• Task requirements:
Write out the passage about the three Hanoverian princesses from "The 31 chapters" to "a favourable light.", word for word.

Augusta, Princess of Wales, 1754, Jean-Étienne Liotard.

Augusta, Princess of Wales (1754), Jean-Étienne Liotard. Royal Collection Trust/© Her Majesty Queen Elizabeth II 2017

The 31 chapters are organised in two parts, the first six essays dealing with history (biographical notes and a guide to German princely politics during the period), the ‘Hanoverian dimension’, identity, and dissemination of images. Patronage, collecting, and curating long-neglected royal treasures preoccupied all three princesses. They were dedicated to garden-making and running through this volume is the primacy of botany and natural history. Far from being simply part of ‘polite’ education, botany had implications for an expanding empire and for agricultural development at home. All these themes are pursued in greater detail in the catalogue proper. There are many more illustrations than there are exhibits and portraits of distinguished men of the Enlightenment show the Hanoverian court, often stigmatised as dull and philistine, in a favourable light.

• Supplied entries:

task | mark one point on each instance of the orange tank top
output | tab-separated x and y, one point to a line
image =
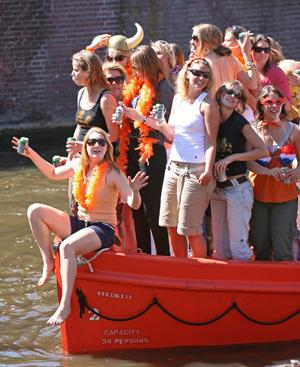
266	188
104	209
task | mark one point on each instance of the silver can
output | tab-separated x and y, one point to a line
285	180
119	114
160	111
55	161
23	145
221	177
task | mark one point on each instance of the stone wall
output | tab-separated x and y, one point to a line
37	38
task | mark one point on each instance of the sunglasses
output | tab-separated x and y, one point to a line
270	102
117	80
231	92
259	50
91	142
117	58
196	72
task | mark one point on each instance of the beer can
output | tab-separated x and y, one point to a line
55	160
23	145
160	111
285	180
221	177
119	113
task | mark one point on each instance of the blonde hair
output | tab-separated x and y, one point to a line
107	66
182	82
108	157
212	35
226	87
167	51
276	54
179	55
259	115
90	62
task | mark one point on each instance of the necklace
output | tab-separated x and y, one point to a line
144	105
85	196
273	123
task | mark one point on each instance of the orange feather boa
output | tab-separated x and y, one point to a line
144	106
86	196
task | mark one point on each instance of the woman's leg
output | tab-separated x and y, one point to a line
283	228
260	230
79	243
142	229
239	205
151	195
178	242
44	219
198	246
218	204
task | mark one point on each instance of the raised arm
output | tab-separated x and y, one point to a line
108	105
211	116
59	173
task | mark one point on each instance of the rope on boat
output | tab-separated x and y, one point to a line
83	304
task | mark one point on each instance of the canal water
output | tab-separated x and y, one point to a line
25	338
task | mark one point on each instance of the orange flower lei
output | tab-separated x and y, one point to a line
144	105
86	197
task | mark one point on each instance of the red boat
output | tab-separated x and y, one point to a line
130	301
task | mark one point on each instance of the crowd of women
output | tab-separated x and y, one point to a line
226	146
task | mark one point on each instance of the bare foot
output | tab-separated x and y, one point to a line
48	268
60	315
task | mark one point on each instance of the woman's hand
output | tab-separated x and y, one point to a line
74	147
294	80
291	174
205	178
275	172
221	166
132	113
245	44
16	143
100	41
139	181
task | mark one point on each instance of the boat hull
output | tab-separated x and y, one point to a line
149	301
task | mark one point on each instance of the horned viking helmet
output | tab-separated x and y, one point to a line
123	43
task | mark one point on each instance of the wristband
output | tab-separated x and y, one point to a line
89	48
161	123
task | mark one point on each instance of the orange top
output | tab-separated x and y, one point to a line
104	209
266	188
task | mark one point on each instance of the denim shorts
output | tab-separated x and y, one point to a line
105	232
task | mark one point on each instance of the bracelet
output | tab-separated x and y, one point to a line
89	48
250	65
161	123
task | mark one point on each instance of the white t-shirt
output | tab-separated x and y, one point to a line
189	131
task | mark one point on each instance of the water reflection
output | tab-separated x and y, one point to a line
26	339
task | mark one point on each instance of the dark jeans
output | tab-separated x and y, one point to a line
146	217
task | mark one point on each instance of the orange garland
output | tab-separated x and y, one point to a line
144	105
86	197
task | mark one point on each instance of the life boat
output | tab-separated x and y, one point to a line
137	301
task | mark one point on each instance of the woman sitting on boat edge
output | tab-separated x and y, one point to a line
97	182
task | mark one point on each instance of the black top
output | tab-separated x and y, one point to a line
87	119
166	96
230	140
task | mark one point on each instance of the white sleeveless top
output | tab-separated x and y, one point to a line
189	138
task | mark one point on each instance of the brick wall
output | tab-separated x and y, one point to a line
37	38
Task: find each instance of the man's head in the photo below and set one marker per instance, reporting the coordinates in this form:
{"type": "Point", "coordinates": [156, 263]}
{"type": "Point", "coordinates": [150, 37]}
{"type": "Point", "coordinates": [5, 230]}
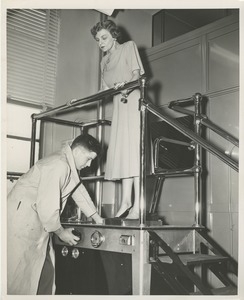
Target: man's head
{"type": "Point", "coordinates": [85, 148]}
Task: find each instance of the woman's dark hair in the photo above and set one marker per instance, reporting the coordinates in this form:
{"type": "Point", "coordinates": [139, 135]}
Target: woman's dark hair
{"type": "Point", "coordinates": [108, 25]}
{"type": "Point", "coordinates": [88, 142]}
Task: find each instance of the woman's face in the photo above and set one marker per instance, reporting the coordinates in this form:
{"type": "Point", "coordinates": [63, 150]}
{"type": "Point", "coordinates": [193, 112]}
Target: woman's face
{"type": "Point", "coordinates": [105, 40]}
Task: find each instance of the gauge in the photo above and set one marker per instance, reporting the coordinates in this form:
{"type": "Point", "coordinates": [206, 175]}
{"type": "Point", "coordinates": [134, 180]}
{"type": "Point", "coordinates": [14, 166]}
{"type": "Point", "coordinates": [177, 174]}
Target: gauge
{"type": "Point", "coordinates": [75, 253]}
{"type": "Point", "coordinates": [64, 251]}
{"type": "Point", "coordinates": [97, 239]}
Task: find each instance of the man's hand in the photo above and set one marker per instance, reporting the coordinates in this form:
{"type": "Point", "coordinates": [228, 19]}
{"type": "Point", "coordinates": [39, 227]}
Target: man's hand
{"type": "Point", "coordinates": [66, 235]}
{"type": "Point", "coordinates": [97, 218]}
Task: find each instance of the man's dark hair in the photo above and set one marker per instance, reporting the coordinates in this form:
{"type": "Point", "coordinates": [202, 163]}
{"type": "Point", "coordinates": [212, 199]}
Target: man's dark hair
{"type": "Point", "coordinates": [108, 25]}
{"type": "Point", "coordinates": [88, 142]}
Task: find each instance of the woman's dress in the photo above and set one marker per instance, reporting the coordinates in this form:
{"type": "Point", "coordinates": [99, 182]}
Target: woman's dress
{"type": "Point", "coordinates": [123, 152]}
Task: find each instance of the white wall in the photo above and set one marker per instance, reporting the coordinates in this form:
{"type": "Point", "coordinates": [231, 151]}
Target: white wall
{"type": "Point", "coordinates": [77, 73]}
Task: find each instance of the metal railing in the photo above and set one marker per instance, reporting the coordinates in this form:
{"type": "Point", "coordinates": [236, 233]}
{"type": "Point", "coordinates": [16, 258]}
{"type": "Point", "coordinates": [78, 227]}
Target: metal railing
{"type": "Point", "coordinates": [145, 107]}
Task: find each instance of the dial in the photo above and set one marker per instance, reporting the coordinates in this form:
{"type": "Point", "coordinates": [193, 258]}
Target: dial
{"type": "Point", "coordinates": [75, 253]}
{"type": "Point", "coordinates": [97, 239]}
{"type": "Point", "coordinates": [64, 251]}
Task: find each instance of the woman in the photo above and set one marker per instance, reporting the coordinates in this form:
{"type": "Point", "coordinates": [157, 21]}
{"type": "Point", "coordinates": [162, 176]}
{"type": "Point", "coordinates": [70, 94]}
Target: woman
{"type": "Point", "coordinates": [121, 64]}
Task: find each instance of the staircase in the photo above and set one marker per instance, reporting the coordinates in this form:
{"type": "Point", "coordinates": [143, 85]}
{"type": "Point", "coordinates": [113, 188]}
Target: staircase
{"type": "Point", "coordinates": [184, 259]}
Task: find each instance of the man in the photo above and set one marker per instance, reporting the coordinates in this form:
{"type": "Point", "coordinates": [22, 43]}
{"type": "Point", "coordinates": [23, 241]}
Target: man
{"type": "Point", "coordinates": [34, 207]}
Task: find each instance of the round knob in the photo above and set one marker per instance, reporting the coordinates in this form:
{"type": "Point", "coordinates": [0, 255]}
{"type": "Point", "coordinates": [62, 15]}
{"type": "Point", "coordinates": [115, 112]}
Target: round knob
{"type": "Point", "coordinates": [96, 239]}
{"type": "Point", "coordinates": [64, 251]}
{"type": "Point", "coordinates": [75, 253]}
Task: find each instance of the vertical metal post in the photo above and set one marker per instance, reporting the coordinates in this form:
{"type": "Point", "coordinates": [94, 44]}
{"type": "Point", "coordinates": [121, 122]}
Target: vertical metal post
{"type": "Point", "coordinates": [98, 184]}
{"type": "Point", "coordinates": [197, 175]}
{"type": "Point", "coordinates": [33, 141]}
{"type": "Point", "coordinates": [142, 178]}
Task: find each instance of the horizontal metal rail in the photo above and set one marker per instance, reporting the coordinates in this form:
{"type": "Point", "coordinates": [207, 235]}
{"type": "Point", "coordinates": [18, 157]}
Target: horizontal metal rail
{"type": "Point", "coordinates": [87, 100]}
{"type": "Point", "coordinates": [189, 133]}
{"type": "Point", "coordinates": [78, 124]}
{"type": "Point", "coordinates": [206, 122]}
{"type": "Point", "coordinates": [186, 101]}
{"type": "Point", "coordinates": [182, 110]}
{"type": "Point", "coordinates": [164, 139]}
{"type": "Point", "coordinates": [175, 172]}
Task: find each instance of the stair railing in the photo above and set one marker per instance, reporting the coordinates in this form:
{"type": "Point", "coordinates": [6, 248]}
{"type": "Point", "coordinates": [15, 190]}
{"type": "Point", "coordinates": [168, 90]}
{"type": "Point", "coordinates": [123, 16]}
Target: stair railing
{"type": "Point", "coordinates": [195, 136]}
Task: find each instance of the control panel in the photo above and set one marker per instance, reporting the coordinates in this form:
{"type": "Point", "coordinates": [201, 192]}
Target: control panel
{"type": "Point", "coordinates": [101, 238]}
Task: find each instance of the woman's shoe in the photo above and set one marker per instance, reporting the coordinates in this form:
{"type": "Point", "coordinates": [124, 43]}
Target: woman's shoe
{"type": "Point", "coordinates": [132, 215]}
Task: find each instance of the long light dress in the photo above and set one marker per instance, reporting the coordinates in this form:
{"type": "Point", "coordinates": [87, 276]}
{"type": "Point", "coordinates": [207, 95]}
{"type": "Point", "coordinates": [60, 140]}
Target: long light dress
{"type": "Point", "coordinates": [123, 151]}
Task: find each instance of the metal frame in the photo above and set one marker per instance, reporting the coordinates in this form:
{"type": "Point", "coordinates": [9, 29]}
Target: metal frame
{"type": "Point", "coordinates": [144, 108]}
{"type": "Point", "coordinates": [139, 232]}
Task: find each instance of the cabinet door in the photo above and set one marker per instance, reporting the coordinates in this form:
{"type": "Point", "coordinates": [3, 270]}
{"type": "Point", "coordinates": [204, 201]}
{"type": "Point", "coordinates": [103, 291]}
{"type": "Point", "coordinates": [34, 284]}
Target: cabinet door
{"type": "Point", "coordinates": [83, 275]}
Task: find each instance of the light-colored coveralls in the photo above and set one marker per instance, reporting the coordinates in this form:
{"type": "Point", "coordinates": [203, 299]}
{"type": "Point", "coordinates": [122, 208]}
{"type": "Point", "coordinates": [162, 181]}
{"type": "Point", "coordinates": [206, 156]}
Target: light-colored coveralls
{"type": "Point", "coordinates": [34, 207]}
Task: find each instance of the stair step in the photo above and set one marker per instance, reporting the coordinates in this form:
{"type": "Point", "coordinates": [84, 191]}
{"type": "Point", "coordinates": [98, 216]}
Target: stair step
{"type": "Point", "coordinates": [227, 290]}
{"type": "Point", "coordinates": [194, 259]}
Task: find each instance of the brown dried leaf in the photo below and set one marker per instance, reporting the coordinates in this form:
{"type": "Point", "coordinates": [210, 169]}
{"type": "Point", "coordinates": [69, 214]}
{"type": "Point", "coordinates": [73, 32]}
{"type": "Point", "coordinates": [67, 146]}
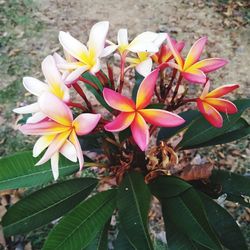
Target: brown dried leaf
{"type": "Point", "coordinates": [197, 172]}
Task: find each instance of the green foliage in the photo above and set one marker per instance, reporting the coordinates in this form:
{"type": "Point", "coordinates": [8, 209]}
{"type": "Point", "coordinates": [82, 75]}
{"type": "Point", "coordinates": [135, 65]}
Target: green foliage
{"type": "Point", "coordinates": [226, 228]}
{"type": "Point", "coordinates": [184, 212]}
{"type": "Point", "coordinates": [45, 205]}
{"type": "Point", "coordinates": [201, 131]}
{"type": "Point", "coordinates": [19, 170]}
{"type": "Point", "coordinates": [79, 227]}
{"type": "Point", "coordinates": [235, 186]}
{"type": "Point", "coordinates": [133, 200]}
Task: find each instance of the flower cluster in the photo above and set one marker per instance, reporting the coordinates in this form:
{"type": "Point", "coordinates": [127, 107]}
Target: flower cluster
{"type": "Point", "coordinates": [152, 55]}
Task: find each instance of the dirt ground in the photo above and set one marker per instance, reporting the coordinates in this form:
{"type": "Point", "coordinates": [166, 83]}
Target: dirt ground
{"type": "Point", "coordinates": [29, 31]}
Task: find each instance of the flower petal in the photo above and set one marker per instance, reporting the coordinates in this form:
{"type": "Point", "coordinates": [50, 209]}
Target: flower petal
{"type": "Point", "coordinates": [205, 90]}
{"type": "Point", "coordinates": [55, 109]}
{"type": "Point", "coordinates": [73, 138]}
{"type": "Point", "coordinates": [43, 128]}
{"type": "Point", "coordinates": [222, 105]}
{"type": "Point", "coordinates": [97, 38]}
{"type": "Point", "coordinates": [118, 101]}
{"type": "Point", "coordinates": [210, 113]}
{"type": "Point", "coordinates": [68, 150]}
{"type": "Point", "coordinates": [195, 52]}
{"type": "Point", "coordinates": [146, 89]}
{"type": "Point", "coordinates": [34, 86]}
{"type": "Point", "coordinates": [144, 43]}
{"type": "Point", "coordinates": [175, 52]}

• Exercise result:
The 31 chapters are organised in two parts, the first six essays dealing with history (biographical notes and a guide to German princely politics during the period), the ‘Hanoverian dimension’, identity, and dissemination of images. Patronage, collecting, and curating long-neglected royal treasures preoccupied all three princesses. They were dedicated to garden-making and running through this volume is the primacy of botany and natural history. Far from being simply part of ‘polite’ education, botany had implications for an expanding empire and for agricultural development at home. All these themes are pursued in greater detail in the catalogue proper. There are many more illustrations than there are exhibits and portraits of distinguished men of the Enlightenment show the Hanoverian court, often stigmatised as dull and philistine, in a favourable light.